▶ **Your goal**: The range to reproduce runs from the line containing "Identify one keypoint per instance of the ceiling" through the last line of the listing below; give exactly those lines and no others.

▶ **Dataset**:
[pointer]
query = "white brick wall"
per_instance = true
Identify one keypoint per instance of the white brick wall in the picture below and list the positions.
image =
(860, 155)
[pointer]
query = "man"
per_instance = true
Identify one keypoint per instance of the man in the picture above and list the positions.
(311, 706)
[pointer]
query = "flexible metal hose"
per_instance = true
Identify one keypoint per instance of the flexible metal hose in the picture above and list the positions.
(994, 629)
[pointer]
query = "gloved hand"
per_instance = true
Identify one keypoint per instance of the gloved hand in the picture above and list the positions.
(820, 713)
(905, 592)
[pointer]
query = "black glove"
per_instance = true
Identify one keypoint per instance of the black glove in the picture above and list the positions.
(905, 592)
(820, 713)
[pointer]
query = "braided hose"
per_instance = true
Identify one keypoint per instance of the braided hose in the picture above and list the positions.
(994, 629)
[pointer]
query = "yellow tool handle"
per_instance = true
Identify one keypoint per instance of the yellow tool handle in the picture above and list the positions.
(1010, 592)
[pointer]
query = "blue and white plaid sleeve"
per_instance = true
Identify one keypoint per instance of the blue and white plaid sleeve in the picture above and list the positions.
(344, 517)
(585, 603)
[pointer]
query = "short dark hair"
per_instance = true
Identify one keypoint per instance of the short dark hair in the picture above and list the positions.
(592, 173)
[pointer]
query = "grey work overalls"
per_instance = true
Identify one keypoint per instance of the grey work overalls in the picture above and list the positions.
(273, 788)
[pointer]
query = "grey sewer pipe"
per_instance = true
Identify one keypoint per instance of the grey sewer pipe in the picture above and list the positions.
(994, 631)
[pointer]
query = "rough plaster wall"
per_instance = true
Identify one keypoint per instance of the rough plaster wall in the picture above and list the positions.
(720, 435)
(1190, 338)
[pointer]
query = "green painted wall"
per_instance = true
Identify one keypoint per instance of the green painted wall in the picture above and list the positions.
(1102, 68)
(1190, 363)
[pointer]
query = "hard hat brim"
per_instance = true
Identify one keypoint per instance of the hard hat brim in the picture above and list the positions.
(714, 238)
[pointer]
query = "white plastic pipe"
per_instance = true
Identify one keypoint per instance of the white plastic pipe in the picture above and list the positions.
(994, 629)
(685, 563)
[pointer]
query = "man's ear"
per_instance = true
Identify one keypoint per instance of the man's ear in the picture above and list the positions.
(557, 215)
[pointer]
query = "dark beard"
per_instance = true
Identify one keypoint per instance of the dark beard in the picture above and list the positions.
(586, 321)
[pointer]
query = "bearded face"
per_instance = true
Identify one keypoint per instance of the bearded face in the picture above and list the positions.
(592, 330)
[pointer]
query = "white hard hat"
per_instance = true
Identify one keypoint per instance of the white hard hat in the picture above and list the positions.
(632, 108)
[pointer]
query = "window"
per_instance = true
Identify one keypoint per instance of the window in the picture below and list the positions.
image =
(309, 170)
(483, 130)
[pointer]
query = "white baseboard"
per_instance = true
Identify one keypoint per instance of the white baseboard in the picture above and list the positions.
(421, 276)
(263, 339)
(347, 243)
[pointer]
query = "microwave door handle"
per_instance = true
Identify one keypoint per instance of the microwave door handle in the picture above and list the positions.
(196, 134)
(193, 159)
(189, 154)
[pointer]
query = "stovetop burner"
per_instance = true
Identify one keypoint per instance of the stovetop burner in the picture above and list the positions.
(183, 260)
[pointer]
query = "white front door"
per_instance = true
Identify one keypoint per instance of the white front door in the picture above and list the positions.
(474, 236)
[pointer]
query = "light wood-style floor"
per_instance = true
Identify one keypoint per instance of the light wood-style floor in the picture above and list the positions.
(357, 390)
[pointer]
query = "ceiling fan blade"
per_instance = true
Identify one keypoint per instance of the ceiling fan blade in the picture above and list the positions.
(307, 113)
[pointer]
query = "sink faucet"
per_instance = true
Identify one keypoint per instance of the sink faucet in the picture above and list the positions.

▶ **Answer section**:
Identify one keypoint per instance of the ceiling fan blade in the picture above and list the positions.
(307, 113)
[pointer]
query = "sink faucet"
per_instance = true
Identify one keypoint per instance of the sink faucet in the picture above and list the positions.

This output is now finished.